Goal
Copy out the records below from the line containing "Where can the tall" through the line containing "<point>199,145</point>", both lines included, character for character and with nothing else.

Data listing
------------------------------------------------------------
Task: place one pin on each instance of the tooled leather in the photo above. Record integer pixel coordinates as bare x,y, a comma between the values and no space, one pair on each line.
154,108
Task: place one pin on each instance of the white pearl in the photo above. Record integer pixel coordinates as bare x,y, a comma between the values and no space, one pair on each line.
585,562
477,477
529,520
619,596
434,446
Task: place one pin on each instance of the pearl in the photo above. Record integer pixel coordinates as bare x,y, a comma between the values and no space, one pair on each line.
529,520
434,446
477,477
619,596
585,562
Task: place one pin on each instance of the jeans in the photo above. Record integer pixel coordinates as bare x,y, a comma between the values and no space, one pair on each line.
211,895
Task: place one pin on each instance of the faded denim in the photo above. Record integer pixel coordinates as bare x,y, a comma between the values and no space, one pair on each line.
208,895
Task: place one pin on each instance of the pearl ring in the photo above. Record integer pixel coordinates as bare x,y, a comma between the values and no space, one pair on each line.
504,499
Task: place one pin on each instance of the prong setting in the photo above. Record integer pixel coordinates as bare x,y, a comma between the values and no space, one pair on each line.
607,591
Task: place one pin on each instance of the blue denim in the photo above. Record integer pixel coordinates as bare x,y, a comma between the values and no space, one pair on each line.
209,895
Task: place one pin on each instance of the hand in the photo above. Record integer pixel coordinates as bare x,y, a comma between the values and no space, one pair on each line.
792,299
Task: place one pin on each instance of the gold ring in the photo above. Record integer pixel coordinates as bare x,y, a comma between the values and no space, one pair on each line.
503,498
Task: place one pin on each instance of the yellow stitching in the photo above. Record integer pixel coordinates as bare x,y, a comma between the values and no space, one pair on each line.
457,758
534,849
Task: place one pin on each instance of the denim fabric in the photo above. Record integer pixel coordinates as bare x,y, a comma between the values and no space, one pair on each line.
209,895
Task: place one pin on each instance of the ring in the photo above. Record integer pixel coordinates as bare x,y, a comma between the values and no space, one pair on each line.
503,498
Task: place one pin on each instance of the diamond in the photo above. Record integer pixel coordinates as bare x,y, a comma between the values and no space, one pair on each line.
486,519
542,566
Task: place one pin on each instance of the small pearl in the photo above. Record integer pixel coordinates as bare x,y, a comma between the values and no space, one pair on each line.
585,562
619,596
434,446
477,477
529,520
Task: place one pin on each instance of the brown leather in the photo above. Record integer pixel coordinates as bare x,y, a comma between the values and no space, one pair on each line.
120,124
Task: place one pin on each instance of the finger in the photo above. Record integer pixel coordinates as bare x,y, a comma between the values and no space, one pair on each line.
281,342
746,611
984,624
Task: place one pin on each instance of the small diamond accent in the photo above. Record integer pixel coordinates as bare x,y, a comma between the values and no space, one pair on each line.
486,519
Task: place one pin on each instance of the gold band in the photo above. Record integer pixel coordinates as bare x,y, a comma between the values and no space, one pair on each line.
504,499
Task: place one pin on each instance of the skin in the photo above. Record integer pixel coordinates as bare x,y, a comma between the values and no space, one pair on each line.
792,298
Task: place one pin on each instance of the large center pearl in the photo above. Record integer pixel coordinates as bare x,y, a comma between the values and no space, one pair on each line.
------------------------------------------------------------
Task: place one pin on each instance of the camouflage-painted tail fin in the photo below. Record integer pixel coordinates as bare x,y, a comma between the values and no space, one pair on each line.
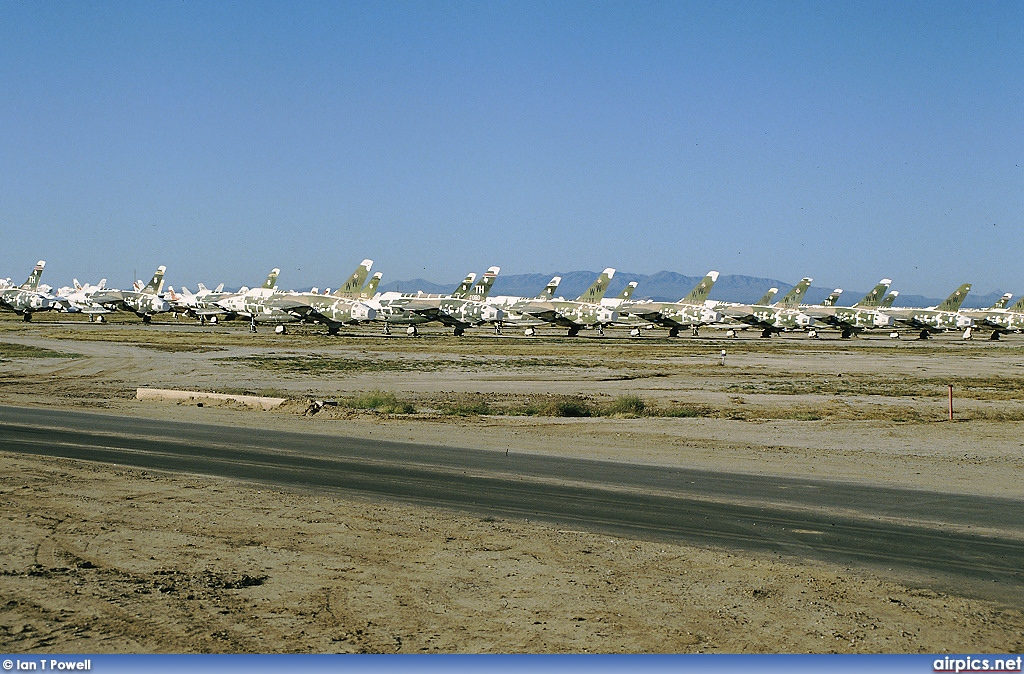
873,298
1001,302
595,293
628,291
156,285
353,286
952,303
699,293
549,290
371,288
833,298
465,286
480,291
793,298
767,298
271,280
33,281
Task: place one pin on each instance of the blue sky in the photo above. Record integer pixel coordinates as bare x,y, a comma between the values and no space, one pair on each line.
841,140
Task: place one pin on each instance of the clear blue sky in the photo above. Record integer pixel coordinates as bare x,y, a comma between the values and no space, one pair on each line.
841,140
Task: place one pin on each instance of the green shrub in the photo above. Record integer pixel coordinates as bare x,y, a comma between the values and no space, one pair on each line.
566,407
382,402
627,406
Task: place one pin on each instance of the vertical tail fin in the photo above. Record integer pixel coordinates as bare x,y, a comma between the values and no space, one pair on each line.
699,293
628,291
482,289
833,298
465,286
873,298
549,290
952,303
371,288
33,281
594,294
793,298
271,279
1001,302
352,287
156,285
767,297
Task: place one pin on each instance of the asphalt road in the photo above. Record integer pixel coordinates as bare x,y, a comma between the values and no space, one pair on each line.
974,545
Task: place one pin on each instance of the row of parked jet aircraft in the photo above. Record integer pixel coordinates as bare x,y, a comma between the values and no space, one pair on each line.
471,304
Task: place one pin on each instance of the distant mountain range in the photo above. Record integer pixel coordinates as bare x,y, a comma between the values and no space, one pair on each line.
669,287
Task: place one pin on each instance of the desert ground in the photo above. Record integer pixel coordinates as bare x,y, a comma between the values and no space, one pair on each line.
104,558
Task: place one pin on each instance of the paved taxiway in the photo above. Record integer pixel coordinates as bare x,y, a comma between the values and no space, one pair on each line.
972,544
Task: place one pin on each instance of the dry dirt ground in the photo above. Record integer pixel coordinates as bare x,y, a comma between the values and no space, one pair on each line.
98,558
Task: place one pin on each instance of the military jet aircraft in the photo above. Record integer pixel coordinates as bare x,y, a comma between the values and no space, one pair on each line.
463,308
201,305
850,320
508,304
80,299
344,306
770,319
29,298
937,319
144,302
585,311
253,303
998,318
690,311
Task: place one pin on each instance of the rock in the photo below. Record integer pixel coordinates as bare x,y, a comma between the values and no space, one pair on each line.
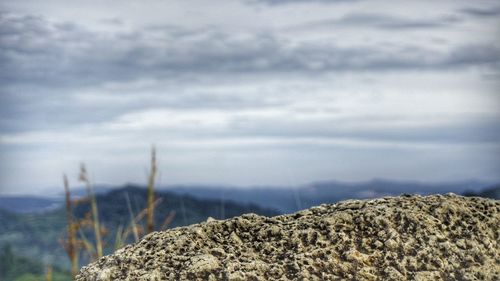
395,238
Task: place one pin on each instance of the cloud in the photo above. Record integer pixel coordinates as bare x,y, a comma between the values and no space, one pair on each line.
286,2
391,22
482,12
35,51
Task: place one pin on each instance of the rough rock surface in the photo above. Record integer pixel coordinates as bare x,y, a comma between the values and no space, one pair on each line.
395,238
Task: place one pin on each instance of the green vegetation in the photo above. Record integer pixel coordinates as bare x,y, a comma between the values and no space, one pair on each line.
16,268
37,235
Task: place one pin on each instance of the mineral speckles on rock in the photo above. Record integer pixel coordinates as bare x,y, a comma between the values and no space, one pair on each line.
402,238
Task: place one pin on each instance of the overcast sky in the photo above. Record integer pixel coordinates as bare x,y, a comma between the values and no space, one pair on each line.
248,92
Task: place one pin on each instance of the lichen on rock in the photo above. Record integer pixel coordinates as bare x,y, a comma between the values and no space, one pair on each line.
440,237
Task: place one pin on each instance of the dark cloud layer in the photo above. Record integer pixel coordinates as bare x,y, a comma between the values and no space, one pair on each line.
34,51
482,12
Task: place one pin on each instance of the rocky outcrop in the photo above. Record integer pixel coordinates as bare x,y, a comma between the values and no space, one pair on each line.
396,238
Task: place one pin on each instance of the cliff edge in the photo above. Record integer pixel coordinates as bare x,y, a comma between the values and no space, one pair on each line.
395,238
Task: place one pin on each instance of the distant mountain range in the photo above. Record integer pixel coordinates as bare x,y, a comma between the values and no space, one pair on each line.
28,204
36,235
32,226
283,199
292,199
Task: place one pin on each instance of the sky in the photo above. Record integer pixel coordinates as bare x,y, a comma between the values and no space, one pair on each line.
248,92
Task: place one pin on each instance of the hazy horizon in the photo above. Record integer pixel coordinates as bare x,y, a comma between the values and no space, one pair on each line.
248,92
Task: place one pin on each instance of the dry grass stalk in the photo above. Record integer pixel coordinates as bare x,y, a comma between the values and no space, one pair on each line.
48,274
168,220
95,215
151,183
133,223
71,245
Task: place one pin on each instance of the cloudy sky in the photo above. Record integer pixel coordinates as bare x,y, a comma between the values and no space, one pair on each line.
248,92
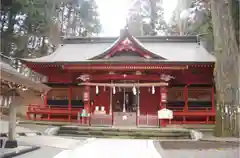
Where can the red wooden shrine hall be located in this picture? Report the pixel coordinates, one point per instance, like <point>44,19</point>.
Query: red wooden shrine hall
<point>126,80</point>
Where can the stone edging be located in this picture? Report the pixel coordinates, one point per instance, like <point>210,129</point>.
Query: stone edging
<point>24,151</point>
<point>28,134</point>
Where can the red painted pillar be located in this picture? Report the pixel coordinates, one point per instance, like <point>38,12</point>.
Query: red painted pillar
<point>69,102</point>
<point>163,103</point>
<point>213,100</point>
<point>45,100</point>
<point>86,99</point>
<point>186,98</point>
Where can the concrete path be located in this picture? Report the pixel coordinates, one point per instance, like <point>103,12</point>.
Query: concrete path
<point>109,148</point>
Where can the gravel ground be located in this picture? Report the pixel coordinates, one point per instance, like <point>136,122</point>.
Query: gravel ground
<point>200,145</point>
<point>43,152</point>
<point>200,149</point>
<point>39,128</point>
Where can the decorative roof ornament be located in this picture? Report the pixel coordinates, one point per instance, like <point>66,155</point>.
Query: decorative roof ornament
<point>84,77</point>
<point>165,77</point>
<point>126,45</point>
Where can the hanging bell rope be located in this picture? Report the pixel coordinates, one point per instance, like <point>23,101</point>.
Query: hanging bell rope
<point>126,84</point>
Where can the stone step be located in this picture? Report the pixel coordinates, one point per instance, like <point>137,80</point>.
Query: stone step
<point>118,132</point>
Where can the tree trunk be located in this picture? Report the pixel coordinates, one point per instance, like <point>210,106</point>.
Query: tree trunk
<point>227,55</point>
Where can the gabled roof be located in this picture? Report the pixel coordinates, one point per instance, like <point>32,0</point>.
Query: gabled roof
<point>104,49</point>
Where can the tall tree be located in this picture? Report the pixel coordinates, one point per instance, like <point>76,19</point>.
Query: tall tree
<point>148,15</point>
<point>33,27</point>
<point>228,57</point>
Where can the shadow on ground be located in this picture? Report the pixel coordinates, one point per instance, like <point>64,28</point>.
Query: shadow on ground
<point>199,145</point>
------------------------------------------------------------
Task answer
Where can the tall tree be located in this picture? Report the pixel coordinates, one point per instance, like <point>76,19</point>.
Query: tall tree
<point>148,15</point>
<point>33,27</point>
<point>228,57</point>
Where can the shadow on ground be located in this picture? Report the pixel coordinates, one point per instance, like <point>64,28</point>.
Query: shadow on ground
<point>199,145</point>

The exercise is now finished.